::: Data

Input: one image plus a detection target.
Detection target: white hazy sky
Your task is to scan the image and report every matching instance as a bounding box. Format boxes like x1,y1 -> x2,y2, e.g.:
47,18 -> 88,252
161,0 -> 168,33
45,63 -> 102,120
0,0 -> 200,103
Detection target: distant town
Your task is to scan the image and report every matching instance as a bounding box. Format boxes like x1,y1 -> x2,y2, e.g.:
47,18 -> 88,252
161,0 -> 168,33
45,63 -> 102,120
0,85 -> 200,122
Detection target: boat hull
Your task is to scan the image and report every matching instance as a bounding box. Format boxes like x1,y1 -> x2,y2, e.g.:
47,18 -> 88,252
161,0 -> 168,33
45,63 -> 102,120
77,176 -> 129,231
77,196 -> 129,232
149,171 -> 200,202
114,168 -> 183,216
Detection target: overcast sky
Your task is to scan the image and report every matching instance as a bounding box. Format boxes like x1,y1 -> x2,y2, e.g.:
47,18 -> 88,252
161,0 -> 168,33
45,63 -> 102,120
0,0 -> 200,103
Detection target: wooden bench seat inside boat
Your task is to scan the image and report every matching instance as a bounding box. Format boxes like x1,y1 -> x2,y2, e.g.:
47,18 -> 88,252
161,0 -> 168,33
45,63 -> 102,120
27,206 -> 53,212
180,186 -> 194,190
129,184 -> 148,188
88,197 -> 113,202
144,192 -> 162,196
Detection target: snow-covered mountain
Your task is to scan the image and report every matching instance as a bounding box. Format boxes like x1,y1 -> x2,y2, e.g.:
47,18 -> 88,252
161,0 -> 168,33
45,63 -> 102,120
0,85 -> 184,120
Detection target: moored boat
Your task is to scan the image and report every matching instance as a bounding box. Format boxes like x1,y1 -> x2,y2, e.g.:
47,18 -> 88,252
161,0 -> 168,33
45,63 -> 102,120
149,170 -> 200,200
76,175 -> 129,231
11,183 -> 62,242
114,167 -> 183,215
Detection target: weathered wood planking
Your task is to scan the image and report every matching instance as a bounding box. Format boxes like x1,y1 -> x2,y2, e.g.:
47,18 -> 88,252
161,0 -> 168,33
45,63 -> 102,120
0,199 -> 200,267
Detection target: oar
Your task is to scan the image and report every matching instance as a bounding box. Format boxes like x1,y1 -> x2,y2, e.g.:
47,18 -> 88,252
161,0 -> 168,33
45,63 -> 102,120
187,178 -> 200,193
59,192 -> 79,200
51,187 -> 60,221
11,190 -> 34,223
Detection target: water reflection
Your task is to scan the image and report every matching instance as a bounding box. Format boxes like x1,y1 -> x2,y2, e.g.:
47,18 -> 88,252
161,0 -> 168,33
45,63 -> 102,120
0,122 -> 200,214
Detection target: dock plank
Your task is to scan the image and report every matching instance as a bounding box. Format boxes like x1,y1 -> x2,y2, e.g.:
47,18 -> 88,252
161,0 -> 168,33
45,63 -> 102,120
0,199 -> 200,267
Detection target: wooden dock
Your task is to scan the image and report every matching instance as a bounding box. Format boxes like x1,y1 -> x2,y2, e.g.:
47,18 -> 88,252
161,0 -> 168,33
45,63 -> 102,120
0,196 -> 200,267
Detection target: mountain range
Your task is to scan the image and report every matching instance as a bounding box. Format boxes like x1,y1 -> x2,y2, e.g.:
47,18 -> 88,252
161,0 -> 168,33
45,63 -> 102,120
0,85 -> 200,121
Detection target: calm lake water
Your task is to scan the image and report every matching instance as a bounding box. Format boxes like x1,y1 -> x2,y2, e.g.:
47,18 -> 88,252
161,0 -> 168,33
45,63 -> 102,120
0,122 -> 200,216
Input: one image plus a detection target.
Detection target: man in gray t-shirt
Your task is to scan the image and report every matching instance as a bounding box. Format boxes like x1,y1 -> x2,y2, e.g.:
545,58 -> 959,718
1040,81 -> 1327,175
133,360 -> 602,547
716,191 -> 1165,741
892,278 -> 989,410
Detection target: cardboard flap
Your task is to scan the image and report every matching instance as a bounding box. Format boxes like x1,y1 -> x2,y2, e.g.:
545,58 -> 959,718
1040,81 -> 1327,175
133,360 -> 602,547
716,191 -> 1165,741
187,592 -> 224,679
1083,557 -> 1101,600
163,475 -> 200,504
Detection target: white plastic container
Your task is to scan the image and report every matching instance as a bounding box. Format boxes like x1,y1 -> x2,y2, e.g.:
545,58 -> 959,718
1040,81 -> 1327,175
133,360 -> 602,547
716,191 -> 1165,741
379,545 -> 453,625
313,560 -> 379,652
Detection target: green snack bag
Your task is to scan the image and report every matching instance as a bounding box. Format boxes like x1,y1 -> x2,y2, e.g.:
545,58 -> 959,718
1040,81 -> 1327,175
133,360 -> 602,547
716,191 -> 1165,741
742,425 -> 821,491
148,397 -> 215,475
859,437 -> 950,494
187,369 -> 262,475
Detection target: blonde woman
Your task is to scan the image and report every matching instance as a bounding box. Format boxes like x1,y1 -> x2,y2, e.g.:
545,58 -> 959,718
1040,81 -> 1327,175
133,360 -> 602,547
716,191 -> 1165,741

::::::

> _Your objective_: Could you format the lines above as a numbered list, omitting any blank lines?

> _Expected answer_:
1. Input: one image plus a detection target.
2. Detection target: white hazy sky
3. Your task is to scan the image and report every matching instance as a bounding box. Format boxes like x1,y1 -> x2,y2, e.g.:
4. 47,18 -> 88,252
5. 161,0 -> 168,33
6. 45,63 -> 102,120
7. 0,0 -> 200,103
8. Detection target: distant town
9. Your task is to scan the image and report every matching instance as a bounding box. Format boxes like x1,y1 -> x2,y2, e.g.:
10. 47,18 -> 88,252
11. 161,0 -> 168,33
12. 45,63 -> 102,120
13. 0,85 -> 200,122
14. Detection target: boat hull
15. Your task is to scan the image and report every matching instance as a bounding box. Format boxes like x1,y1 -> x2,y2, e.g.:
16. 47,18 -> 88,252
17. 161,0 -> 168,33
18. 45,63 -> 102,120
19. 77,176 -> 129,231
20. 77,196 -> 129,232
21. 149,171 -> 200,202
22. 114,168 -> 183,216
23. Detection target: overcast sky
24. Your task is to scan the image and report every matching instance as a bounding box. Format boxes like x1,y1 -> x2,y2, e.g.:
25. 47,18 -> 88,252
26. 161,0 -> 168,33
27. 45,63 -> 102,120
28. 0,0 -> 200,103
29. Detection target: wooden bench seat inside boat
30. Your task is to scan the image and report every matching instance as a bounding box. Format boxes like x1,y1 -> x2,y2, e.g.:
31. 47,18 -> 88,252
32. 161,0 -> 168,33
33. 45,63 -> 102,120
34. 27,206 -> 53,212
35. 180,186 -> 194,190
36. 129,184 -> 148,188
37. 88,197 -> 113,202
38. 144,192 -> 162,196
39. Detection target: snow-covered mountain
40. Your task is to scan the image and report every matching instance as a bounding box. Format boxes like x1,y1 -> x2,y2, e.g.:
41. 47,18 -> 88,252
42. 161,0 -> 168,33
43. 45,63 -> 102,120
44. 0,85 -> 184,120
45. Detection target: moored boat
46. Your task is to scan the image and report every matching instance as a bounding box. Format boxes like x1,y1 -> x2,y2, e.g.:
47. 47,18 -> 88,252
48. 161,0 -> 168,33
49. 45,63 -> 102,120
50. 149,170 -> 200,200
51. 76,175 -> 129,231
52. 11,183 -> 62,242
53. 114,167 -> 183,215
54. Detection target: weathered wood planking
55. Your task is to scan the image and report every matching instance as a bounding box. Format boxes like x1,y1 -> x2,y2, e.g.:
56. 47,18 -> 88,252
57. 161,0 -> 168,33
58. 45,63 -> 102,120
59. 0,199 -> 200,267
60. Detection target: oar
61. Your task is to scan the image and report every matching instance as a bounding box. Format boxes like x1,y1 -> x2,y2, e.g.:
62. 47,18 -> 88,252
63. 161,0 -> 168,33
64. 45,63 -> 102,120
65. 187,178 -> 200,193
66. 59,192 -> 79,200
67. 51,187 -> 60,221
68. 11,190 -> 34,223
69. Detection target: water reflection
70. Your task is to scan the image and report every matching instance as a bounding box. Format boxes like x1,y1 -> x2,y2, e.g.:
71. 47,18 -> 88,252
72. 161,0 -> 168,33
73. 45,63 -> 102,120
74. 0,122 -> 200,214
75. Detection target: dock plank
76. Your task is to scan the image and report every matching instance as a bounding box. Format boxes like x1,y1 -> x2,y2, e.g.:
77. 47,18 -> 88,252
78. 161,0 -> 168,33
79. 45,63 -> 102,120
80. 0,199 -> 200,267
81. Detection target: wooden dock
82. Your task is to scan the image and report every matching instance as a bounding box. Format boxes like x1,y1 -> x2,y2, e.g.:
83. 47,18 -> 88,252
84. 161,0 -> 168,33
85. 45,63 -> 102,120
86. 0,196 -> 200,267
87. Detection target: mountain range
88. Your task is to scan the image and report every matching instance as a bounding box. Format boxes like x1,y1 -> x2,y2, e.g.:
89. 47,18 -> 88,252
90. 161,0 -> 168,33
91. 45,63 -> 102,120
92. 0,85 -> 200,121
93. Detection target: calm lake water
94. Your task is to scan the image and report every matching instance as a bounding box. Format boxes like x1,y1 -> x2,y2, e.g.:
95. 47,18 -> 88,252
96. 161,0 -> 168,33
97. 45,63 -> 102,120
98. 0,122 -> 200,216
99. Input: one image plus a detection target.
100. Detection target: man in gray t-shirt
101. Your task is to scan the image and report every matching instance as a bounding box. Format boxes like x1,y1 -> x2,y2, e.g.:
102. 545,58 -> 959,718
103. 1040,81 -> 1327,175
104. 133,360 -> 602,547
105. 716,191 -> 1165,741
106. 892,278 -> 989,410
107. Detection target: cardboard flap
108. Your task is to scan the image and report every matching instance as a bounding box. Format boxes like x1,y1 -> x2,y2, e.g.:
109. 545,58 -> 959,718
110. 1040,81 -> 1327,175
111. 133,360 -> 602,547
112. 716,191 -> 1165,741
113. 187,592 -> 224,679
114. 1083,557 -> 1101,600
115. 163,475 -> 200,504
116. Detection target: white plastic container
117. Your task is to scan the image and report every matching instance as a bounding box. Format boxes like x1,y1 -> x2,y2, e.g.:
118. 545,58 -> 959,718
119. 1040,81 -> 1327,175
120. 133,360 -> 602,547
121. 716,191 -> 1165,741
122. 379,545 -> 453,625
123. 313,560 -> 379,652
124. Detection target: green snack bag
125. Your task is to scan the image and report every matching instance as a bounding box. Format boxes like x1,y1 -> x2,y2, e.g.:
126. 545,58 -> 959,718
127. 1040,81 -> 1327,175
128. 133,360 -> 602,547
129. 716,191 -> 1165,741
130. 742,425 -> 821,491
131. 148,397 -> 215,475
132. 859,437 -> 950,494
133. 187,369 -> 262,475
134. Detection target: blonde woman
135. Your task is to scan the image and report every matching instance as a bounding box. Format boxes like x1,y1 -> x2,y2, e.g.:
136. 545,58 -> 959,718
137. 1040,81 -> 1327,175
138. 133,360 -> 602,547
139. 716,191 -> 1165,741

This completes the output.